WHAT IS EXPECTED: Rescale the part of the material that opens with the line containing "of the sunglasses" and runs through the end of the material, both ends included. Rewrite only those lines, requests included, and multiply every coordinate in the answers by 1.25, rounding to whole numbers with halves going up.

****************

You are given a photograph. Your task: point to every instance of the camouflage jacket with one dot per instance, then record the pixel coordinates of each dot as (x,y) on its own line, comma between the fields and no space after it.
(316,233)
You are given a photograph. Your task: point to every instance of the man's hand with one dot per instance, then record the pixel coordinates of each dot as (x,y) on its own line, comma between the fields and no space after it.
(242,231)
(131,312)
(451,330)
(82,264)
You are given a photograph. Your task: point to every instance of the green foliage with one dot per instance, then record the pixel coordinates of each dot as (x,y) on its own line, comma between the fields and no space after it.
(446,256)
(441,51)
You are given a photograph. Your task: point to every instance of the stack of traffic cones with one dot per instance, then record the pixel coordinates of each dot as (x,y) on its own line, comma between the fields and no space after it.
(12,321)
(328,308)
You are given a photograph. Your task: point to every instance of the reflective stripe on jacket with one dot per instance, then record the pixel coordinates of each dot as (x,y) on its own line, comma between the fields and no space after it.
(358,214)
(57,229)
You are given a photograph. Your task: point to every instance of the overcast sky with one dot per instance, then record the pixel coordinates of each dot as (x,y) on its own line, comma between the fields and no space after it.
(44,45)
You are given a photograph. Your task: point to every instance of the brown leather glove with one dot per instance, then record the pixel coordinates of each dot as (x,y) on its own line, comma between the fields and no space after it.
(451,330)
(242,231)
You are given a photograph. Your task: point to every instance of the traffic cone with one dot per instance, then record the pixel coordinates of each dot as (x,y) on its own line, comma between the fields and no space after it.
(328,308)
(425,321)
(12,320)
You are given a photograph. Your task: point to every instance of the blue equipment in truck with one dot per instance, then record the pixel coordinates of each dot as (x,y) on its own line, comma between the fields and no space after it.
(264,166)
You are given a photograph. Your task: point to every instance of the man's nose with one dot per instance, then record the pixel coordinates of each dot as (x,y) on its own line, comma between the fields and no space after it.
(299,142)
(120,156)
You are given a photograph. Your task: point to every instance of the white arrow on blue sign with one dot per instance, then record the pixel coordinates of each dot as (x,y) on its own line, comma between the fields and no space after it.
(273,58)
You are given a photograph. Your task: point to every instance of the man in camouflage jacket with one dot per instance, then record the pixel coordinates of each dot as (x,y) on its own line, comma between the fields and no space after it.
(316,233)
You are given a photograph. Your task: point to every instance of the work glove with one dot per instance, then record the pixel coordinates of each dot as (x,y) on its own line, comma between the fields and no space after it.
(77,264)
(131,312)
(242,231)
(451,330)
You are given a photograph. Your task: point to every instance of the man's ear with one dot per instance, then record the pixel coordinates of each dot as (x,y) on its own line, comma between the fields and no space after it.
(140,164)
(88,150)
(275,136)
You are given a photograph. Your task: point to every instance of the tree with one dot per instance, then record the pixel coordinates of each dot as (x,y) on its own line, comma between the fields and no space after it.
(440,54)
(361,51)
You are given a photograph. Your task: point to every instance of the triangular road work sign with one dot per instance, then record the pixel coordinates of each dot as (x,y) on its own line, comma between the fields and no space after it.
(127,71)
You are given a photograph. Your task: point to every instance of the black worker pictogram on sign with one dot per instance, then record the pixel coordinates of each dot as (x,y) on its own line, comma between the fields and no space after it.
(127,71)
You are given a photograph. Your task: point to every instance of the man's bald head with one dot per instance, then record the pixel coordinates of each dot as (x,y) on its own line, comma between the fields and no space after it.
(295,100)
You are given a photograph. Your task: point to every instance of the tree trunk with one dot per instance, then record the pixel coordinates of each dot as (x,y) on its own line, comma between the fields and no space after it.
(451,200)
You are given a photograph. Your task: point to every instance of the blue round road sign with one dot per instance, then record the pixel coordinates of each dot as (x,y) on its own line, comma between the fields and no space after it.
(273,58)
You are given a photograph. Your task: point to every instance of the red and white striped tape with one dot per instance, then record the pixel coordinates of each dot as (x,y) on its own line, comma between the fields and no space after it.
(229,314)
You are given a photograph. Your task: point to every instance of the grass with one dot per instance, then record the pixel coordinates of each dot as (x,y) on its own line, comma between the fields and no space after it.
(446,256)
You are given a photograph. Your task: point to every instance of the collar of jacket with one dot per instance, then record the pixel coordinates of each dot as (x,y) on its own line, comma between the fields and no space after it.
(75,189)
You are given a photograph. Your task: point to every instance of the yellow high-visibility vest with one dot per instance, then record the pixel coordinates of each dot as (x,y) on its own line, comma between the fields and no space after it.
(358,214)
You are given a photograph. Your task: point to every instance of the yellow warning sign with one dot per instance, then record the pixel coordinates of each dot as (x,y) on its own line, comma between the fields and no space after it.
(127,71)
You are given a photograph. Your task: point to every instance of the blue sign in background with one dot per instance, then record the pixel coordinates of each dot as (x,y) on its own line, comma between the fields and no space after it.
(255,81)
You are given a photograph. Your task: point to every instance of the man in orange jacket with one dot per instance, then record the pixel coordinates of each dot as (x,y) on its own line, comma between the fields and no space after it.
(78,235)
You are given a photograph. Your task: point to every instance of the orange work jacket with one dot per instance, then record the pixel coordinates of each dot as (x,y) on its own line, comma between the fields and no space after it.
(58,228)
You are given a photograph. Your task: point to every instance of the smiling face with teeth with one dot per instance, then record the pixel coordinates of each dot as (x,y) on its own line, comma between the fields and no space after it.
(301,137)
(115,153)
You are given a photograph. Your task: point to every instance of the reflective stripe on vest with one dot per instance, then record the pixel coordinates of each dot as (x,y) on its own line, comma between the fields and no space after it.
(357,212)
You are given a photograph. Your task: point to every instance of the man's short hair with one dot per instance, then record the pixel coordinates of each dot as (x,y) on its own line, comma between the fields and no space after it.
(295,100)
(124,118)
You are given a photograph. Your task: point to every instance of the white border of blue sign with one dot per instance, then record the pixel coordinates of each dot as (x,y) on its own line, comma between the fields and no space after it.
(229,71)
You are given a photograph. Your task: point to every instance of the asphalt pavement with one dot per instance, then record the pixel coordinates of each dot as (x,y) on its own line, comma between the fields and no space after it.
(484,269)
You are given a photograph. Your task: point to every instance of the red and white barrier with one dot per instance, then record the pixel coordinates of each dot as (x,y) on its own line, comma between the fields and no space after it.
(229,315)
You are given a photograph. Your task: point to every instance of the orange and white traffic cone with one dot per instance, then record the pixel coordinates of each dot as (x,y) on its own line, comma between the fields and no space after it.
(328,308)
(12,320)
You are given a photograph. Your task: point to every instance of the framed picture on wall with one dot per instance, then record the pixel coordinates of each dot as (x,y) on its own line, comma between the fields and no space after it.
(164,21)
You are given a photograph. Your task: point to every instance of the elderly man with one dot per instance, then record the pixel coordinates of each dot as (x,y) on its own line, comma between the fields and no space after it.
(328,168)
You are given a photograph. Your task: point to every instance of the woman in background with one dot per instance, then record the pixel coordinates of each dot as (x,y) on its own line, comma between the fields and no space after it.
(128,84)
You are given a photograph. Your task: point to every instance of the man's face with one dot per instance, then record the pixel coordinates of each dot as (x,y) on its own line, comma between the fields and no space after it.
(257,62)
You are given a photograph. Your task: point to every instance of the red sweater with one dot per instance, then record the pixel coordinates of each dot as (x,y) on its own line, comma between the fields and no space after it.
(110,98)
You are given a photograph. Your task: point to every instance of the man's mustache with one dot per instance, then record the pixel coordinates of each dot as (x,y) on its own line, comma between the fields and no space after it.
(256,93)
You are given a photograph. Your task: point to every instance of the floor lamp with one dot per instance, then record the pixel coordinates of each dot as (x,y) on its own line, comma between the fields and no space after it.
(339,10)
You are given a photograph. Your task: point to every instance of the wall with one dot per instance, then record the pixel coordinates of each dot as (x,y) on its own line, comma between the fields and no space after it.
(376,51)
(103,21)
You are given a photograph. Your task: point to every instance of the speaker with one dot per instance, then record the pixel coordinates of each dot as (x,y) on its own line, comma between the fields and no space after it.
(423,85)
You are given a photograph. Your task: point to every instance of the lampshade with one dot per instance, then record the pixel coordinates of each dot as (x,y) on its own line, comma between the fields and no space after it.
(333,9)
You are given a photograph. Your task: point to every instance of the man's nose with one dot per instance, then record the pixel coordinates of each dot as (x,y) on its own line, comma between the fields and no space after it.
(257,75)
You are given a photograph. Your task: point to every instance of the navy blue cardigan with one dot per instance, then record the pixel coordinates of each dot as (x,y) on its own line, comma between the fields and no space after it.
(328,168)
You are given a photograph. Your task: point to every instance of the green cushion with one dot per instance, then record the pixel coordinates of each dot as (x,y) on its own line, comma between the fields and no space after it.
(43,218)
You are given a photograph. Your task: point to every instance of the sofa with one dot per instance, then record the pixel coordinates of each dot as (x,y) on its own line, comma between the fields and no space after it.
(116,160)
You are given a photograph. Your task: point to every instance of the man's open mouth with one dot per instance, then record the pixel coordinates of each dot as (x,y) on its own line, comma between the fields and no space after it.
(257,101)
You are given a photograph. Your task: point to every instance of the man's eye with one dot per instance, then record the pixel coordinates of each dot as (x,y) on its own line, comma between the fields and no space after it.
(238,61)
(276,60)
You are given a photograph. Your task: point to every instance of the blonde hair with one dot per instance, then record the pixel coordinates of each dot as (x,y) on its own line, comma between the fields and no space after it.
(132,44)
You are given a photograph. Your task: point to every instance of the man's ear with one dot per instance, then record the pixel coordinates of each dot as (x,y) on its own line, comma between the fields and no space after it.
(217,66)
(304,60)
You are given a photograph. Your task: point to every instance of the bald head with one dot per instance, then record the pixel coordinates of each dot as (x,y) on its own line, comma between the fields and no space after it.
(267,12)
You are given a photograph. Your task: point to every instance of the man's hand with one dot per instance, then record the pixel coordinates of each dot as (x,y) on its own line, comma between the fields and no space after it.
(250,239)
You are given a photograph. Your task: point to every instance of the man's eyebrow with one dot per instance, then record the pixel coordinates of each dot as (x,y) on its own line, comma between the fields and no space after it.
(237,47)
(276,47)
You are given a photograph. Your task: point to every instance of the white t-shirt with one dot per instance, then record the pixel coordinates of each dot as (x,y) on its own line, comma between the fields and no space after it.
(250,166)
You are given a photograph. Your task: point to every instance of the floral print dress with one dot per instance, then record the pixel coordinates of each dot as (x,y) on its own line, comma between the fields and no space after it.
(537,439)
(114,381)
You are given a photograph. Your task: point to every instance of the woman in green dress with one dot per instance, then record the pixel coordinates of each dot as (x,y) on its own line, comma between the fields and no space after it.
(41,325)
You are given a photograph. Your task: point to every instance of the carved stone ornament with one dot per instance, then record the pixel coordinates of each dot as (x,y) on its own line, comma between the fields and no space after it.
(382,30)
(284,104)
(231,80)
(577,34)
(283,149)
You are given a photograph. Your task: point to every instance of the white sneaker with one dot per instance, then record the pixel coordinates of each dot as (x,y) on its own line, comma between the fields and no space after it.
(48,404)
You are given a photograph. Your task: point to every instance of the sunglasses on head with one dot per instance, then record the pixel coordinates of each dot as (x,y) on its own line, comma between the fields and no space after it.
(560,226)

****************

THE RESULT:
You are given a photograph. Your task: point to every instance of the sunglasses on head with one dot per instance, then record the pixel coordinates of each dot as (x,y) on its own line, comma between the fields and no space after it.
(700,283)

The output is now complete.